Your instructions »
Reproduce every line of the material from its first line through the line holding "[(453, 1008)]", inclusive, requests included, and shift each x and y coordinate in the answer lists by adding 77. Stop after that line.
(begin)
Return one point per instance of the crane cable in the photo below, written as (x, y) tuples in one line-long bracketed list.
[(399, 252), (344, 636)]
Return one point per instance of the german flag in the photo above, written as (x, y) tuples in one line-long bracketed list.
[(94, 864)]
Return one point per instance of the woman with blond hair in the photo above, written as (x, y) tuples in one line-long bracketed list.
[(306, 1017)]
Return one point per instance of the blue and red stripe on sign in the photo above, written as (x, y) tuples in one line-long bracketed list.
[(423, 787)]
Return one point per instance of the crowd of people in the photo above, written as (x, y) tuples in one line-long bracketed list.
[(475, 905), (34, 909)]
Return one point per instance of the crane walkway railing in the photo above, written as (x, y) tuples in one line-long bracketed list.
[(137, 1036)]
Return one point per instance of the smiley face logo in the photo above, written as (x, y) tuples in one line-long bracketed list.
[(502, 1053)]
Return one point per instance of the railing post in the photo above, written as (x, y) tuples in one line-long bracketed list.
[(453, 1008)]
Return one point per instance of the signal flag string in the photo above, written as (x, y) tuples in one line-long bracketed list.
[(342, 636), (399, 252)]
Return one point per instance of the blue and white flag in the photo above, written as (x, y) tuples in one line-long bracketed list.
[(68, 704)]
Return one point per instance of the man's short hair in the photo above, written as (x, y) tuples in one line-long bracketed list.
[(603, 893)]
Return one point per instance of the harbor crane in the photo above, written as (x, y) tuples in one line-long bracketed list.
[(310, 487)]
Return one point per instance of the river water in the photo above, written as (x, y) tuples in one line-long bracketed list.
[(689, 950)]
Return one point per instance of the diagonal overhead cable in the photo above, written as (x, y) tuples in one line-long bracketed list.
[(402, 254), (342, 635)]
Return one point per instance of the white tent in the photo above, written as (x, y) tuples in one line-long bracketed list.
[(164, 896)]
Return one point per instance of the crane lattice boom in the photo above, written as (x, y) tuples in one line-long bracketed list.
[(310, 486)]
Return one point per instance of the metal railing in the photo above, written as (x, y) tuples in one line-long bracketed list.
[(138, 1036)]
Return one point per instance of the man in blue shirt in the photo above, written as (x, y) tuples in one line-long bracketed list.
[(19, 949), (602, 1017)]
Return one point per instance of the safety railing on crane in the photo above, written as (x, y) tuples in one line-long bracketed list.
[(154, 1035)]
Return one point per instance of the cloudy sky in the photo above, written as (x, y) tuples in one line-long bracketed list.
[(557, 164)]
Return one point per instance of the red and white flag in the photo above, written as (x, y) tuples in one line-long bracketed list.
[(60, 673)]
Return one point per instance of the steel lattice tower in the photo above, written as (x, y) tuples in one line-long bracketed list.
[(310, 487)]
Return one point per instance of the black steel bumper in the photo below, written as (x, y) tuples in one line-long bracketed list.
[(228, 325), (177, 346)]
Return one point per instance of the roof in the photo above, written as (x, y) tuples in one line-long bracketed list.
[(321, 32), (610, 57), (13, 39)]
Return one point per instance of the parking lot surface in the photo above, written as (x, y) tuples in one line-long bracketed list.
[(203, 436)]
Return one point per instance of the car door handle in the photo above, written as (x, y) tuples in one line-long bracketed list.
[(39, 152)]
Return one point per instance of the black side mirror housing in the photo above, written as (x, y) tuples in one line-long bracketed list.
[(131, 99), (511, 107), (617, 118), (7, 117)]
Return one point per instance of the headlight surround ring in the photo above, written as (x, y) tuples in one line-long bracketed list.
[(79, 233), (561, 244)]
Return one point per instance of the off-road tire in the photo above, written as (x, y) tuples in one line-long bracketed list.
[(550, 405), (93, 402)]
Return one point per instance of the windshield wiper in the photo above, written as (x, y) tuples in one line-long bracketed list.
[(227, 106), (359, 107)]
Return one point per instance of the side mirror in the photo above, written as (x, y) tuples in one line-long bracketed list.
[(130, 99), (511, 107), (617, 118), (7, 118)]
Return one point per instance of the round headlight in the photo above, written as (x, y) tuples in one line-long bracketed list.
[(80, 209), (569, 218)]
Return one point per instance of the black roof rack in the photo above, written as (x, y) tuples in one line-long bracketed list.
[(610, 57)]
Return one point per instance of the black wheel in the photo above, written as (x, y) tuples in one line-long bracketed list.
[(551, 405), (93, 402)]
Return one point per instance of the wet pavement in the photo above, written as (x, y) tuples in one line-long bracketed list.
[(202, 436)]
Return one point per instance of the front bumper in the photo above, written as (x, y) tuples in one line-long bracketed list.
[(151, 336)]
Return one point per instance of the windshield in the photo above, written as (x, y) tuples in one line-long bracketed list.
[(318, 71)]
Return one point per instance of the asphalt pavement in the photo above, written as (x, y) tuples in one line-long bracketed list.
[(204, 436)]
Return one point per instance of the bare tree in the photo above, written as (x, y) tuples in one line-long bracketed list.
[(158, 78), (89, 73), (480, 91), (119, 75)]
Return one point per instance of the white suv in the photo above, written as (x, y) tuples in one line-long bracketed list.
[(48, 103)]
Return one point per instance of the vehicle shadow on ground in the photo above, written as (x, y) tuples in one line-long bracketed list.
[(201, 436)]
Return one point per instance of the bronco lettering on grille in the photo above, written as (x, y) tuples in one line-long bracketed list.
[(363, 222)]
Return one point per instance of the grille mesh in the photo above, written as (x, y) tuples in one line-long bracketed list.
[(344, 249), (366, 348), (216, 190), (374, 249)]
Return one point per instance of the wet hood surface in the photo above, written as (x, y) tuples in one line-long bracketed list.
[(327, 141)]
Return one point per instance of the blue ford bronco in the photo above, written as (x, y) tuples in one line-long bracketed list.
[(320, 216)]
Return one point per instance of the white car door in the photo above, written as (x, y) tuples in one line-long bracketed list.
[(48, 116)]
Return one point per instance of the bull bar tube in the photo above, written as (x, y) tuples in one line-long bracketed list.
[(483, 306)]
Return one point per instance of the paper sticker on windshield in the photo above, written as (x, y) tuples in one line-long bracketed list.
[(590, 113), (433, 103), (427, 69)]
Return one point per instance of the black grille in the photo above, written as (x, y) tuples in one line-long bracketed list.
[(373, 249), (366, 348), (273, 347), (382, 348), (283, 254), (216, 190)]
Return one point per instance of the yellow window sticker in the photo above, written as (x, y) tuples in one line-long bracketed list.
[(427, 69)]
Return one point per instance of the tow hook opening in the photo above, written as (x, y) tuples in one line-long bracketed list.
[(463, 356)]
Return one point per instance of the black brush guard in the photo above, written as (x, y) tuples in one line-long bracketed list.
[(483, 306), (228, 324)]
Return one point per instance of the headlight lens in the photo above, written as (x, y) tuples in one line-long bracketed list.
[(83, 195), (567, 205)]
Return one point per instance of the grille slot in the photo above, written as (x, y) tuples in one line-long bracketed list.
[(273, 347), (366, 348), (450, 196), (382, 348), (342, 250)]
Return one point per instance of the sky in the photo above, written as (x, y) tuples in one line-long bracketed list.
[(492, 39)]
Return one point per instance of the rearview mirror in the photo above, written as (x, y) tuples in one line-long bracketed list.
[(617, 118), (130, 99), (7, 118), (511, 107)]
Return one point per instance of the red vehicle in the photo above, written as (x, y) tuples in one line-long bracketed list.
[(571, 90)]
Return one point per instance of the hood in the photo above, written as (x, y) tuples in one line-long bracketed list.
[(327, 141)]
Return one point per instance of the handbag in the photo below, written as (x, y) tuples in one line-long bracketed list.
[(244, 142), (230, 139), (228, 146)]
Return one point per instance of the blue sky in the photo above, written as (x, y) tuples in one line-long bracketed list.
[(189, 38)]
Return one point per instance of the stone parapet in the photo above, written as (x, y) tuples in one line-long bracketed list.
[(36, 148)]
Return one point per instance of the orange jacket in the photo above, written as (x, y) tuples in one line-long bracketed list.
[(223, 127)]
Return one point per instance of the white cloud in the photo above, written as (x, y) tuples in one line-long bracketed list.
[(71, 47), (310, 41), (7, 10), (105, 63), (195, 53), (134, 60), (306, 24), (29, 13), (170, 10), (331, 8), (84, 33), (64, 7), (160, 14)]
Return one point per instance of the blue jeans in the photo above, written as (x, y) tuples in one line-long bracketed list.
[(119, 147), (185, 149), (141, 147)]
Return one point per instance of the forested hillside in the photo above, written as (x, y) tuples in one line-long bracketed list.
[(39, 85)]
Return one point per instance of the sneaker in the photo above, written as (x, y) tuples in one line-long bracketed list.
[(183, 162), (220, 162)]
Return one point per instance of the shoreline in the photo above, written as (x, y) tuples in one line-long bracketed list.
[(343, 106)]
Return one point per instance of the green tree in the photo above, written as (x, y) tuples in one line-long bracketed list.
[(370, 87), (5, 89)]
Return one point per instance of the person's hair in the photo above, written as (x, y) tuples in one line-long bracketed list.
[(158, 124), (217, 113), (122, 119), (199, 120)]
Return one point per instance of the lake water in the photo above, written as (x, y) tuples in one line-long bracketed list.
(end)
Response »
Return one point per instance of the crane cable in the photo below, written as (x, y) tuples in one line-long bracketed list.
[(476, 329), (421, 713)]
Return one point per instance of the german flag in the photo above, written as (x, y) tuples in one line-long bracketed list.
[(171, 941)]
Return one point per instance of the woman with blond hair in the photo above, written as (x, y) tuples in one line-long bracketed list.
[(383, 1094)]
Return one point per instance of the blue and red stripe on sign in the photo above, written as (x, y) tuples in one line-long bracketed list.
[(500, 864)]
Return one point per instance of the crowd of people in the photo above, written as (x, y) tuples in one line-long bracketed list.
[(552, 982), (111, 986)]
Return one point per instance of the crane walkway railing in the photo above, written as (x, y) tuples in one line-long bracketed list.
[(214, 1113)]
Return one point per instance of the smiley face logo in the photo above, written as (x, y) tuples in one line-long bracketed list.
[(579, 1130)]
Return one point per instance of the railing post in the photo above, written as (x, y) tuples in one line-long bracketed list.
[(530, 1085)]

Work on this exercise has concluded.